╭─ Data for the task
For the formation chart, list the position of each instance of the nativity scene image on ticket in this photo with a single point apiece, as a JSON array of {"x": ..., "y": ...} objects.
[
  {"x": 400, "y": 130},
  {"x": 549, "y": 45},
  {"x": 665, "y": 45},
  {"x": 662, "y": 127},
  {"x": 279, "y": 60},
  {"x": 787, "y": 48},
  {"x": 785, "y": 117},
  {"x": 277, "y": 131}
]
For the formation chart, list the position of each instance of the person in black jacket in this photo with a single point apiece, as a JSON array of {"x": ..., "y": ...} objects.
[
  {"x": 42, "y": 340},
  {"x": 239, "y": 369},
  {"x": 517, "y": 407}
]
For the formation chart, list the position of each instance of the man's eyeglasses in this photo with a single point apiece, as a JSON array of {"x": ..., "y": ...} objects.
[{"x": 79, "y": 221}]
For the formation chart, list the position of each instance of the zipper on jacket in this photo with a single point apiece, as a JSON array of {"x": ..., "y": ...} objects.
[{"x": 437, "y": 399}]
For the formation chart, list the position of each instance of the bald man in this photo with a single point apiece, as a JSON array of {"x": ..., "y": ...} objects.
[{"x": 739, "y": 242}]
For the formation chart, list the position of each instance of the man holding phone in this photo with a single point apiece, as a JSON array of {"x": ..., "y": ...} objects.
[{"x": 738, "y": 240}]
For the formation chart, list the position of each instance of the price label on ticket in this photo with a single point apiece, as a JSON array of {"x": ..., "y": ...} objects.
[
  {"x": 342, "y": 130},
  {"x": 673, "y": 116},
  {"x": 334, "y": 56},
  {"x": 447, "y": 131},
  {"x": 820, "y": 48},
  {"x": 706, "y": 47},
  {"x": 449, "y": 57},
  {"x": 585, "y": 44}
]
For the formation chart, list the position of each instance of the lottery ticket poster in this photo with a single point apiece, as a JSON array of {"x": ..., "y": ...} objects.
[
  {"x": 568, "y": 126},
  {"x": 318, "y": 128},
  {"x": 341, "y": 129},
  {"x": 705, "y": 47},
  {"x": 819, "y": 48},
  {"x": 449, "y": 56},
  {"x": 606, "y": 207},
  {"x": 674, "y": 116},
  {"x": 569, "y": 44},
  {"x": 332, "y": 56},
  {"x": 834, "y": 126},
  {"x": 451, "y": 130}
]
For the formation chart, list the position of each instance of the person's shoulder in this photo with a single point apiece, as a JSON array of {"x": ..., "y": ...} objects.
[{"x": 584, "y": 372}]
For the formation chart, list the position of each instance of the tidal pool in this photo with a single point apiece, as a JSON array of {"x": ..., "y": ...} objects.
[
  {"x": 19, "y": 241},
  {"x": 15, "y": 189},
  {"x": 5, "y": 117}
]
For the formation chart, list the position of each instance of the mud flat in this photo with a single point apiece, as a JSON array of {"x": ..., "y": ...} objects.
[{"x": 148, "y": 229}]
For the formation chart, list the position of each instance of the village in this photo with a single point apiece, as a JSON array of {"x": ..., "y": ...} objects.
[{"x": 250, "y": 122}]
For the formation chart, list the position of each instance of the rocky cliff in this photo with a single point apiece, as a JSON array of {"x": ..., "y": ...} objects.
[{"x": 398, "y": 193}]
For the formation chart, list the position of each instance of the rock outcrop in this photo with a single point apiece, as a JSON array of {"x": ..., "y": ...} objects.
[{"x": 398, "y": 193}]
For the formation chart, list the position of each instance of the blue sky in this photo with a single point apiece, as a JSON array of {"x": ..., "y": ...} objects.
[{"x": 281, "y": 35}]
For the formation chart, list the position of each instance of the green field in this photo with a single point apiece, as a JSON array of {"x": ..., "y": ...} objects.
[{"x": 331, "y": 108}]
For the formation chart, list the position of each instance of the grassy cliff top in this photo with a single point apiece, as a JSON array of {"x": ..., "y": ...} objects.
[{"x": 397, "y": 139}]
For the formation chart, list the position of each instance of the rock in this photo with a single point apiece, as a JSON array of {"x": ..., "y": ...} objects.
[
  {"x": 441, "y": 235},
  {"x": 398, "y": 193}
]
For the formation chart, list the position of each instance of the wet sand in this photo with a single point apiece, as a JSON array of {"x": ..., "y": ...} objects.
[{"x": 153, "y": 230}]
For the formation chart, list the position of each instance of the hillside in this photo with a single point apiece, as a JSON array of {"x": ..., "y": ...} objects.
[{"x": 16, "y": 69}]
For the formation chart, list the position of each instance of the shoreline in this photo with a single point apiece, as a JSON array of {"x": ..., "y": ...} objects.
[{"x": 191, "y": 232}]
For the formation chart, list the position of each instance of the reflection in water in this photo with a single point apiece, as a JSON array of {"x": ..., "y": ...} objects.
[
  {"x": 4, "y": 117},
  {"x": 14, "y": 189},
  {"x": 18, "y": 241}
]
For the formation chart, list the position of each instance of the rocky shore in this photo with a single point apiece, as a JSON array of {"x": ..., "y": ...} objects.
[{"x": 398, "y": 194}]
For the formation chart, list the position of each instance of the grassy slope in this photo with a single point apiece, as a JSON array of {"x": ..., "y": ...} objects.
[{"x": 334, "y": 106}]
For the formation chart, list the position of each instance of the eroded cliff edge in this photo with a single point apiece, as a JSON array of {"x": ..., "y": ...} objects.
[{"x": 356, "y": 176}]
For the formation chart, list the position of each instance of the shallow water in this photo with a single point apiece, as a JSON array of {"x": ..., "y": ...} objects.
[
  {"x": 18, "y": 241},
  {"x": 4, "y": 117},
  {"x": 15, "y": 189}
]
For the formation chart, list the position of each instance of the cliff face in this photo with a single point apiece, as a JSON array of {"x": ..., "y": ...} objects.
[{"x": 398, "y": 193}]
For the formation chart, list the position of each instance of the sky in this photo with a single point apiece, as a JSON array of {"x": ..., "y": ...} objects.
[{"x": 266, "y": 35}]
╰─
### Your goal
Above are some records; extract every one of them exactly.

### Solution to the problem
For the formation chart, list the position of each instance of the nativity scene image on ticket in this photo with a single point apiece, as a JSON array of {"x": ..., "y": ...} objects.
[
  {"x": 400, "y": 130},
  {"x": 549, "y": 45},
  {"x": 665, "y": 45},
  {"x": 662, "y": 127},
  {"x": 279, "y": 60},
  {"x": 787, "y": 48},
  {"x": 785, "y": 117},
  {"x": 277, "y": 131}
]
For the formation chart, list the position of each instance of the person in black jacket in this photo with a single point apiece, as a JSON array of {"x": ..., "y": ...} objects.
[
  {"x": 42, "y": 340},
  {"x": 239, "y": 369},
  {"x": 517, "y": 407}
]
For the formation chart, list the position of each instance of the man's eyeglasses in this photo with a single point apiece, as a JSON array of {"x": ..., "y": ...} objects.
[{"x": 79, "y": 221}]
For the formation chart, list the position of each instance of the zipper on jacket in this photo with a single point apiece, as a JSON array of {"x": ..., "y": ...} objects.
[{"x": 437, "y": 399}]
For the formation chart, list the position of each instance of the bald man in this photo with a single point apiece, as a JSON array of {"x": ..., "y": ...} objects.
[{"x": 739, "y": 242}]
For the formation chart, list the position of each instance of the man holding phone in this photo with a single point apiece, as a JSON array of {"x": ..., "y": ...} objects.
[{"x": 738, "y": 240}]
For the formation chart, list the position of each instance of the price label on ticket in this photo with a single point apiece, as a JSON array of {"x": ..., "y": ...} objects.
[
  {"x": 342, "y": 130},
  {"x": 673, "y": 116},
  {"x": 334, "y": 56},
  {"x": 447, "y": 131},
  {"x": 820, "y": 48},
  {"x": 706, "y": 47},
  {"x": 449, "y": 57},
  {"x": 585, "y": 44}
]
For the formation chart, list the position of each instance of the lottery ticket poster in this photo with a single point apiece, as a JSON array of {"x": ..., "y": ...} objects.
[
  {"x": 568, "y": 126},
  {"x": 318, "y": 128},
  {"x": 341, "y": 129},
  {"x": 705, "y": 47},
  {"x": 819, "y": 48},
  {"x": 449, "y": 56},
  {"x": 606, "y": 207},
  {"x": 674, "y": 116},
  {"x": 569, "y": 44},
  {"x": 332, "y": 56},
  {"x": 834, "y": 126},
  {"x": 451, "y": 130}
]
For the formation chart, list the position of each instance of the person's shoulder in this photo with a single point apiece, as a JSON array of {"x": ..., "y": ...} objects.
[{"x": 584, "y": 372}]
For the formation chart, list the position of each instance of the tidal pool in this photo with a single point apiece, as a JSON array of {"x": ..., "y": ...} objects.
[
  {"x": 19, "y": 241},
  {"x": 15, "y": 189},
  {"x": 5, "y": 117}
]
For the formation chart, list the position of each instance of the mud flat in this photo with a single point apiece, as a JSON array of {"x": ..., "y": ...} objects.
[{"x": 148, "y": 229}]
For the formation chart, list the position of each instance of the village in this photo with a single point apiece, as a JSON array of {"x": ..., "y": ...} objects.
[{"x": 250, "y": 122}]
For the formation chart, list the position of each instance of the rocky cliff in this photo with a single point apiece, as a JSON array of {"x": ..., "y": ...} objects.
[{"x": 398, "y": 193}]
For the formation chart, list the position of each instance of the rock outcrop in this photo with a single point apiece, as a JSON array of {"x": ..., "y": ...} objects.
[{"x": 398, "y": 193}]
For the formation chart, list the position of each instance of the blue sky in this photo with a single point apiece, as a JSON array of {"x": ..., "y": ...} objects.
[{"x": 281, "y": 35}]
For the formation chart, list the position of each instance of the green field in this photo with a single point apiece, as a JSON array of {"x": ..., "y": ...} objects.
[{"x": 331, "y": 108}]
For the formation chart, list the position of each instance of the grassy cliff top in this photo with a single point apiece, as a JSON array of {"x": ..., "y": ...} objects.
[{"x": 397, "y": 139}]
For the formation chart, list the position of each instance of the rock in this photo with a single point apiece, as a JSON array of {"x": ..., "y": ...} objects.
[
  {"x": 441, "y": 235},
  {"x": 398, "y": 193}
]
For the formation chart, list the position of each instance of the wet sand in this photo with a single point apiece, as a JSON array of {"x": ..., "y": ...} objects.
[{"x": 153, "y": 230}]
For the formation chart, list the position of each instance of the hillside in this photo with a single point apiece, as a JSON array of {"x": ..., "y": ...} objects.
[{"x": 16, "y": 69}]
For the formation chart, list the position of each instance of the shoreline in this photo with a single point apiece, as a JSON array of {"x": ..., "y": ...} objects.
[{"x": 191, "y": 232}]
For the formation chart, list the position of each instance of the reflection in water in this photo with a single point apiece, as a JSON array of {"x": ..., "y": ...} objects.
[
  {"x": 4, "y": 117},
  {"x": 14, "y": 189},
  {"x": 18, "y": 241}
]
For the formation chart, list the position of each instance of the rocky shore in this photo with a single point apiece, as a JSON array of {"x": ..., "y": ...} objects.
[{"x": 398, "y": 194}]
For the formation chart, list the position of each instance of the grassy slope in this photo with a single point apiece, as a JSON array of {"x": ..., "y": ...} objects.
[{"x": 334, "y": 106}]
For the formation chart, list the position of each instance of the eroded cliff edge in this photo with a single point apiece, as a JSON array of {"x": ..., "y": ...} objects.
[{"x": 356, "y": 176}]
For the formation chart, list the position of each instance of the shallow water in this photo with a single point apiece, as a JSON array of {"x": ..., "y": ...} objects.
[
  {"x": 18, "y": 241},
  {"x": 4, "y": 117},
  {"x": 15, "y": 189}
]
For the formation chart, list the position of each instance of the cliff face in this photo with a single point apiece, as a JSON array of {"x": ..., "y": ...} objects.
[{"x": 398, "y": 193}]
For the formation chart, list the position of each instance of the sky in this photo with a single point apiece, as a JSON array of {"x": ..., "y": ...} objects.
[{"x": 266, "y": 35}]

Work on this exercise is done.